→ **УКАЗАНИЯ И ТРЕБОВАНИЯ**
Выведите без изменений фрагмент текста о мире с турками, начиная со слов «Обстоятельства, препятствующие сохранению» и заканчивая словами «против нас войну.».

→ **ПОКАЗАННЫЙ ТЕКСТ**
====
Сам воздух наш и трудности, к которым они не привыкли, были им хорошей наукой. Теперь нас будут обходить стороной. Неисчислимые расходы на эту столь далекую [войну], когда не было никаких удобств, особенно когда казна истощена, приведут к тому, что правители тех земель (Османской империи. — Пер.) не захотят [войны]. Среди пашей нет людей доблестных, желающих воевать. Предпочитают теперь обеспечить себе благосклонность дворца для большего достатка и безопасности. Сами же воины (сипахи. — Пер.) крайне обнищали из-за Хотинской войны, потому что там пало бесчисленное множество коней и верблюдов. Добывали деньги, чтобы предаваться праздности, роскоши и безмерному пьянству. Тем, кто в Константинополе, позволено бесчинствовать, а не воевать. Тем же воинам, которые размещены по окраинам государства, не захочется из-за этих гуляк погибать на границе. Поэтому так уже повелось, что турки, [живущие] на границе, с большой учтивостью принимают послов Речи Посполитой и стремятся к миру.

Обстоятельства, препятствующие сохранению этого мирного договора. Первое  — это казаки. Удерживать их без войска и с таким малым жалованьем сможет разве что Господь Бог, люди же осмотрительные [не берутся за это]. Если они (казаки. — Пер.) на море будут ходить, совершать такие нападения, то это вынудит турок предпочесть смерть в открытом бою безвестной гибели со своими семьями. Они (турки. — Пер.) проявляют по отношению к нам великое терпение, чтобы избежать необходимости вновь начинать против нас войну.
====
→ **ПРИВЕДЁННЫЕ ПОЗИЦИИ**
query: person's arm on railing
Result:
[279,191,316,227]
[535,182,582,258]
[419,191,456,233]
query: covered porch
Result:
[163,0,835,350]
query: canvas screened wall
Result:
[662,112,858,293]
====
→ **ОТВЕТ НА ЗАДАНИЕ**
Обстоятельства, препятствующие сохранению этого мирного договора. Первое  — это казаки. Удерживать их без войска и с таким малым жалованьем сможет разве что Господь Бог, люди же осмотрительные [не берутся за это]. Если они (казаки. — Пер.) на море будут ходить, совершать такие нападения, то это вынудит турок предпочесть смерть в открытом бою безвестной гибели со своими семьями. Они (турки. — Пер.) проявляют по отношению к нам великое терпение, чтобы избежать необходимости вновь начинать против нас войну.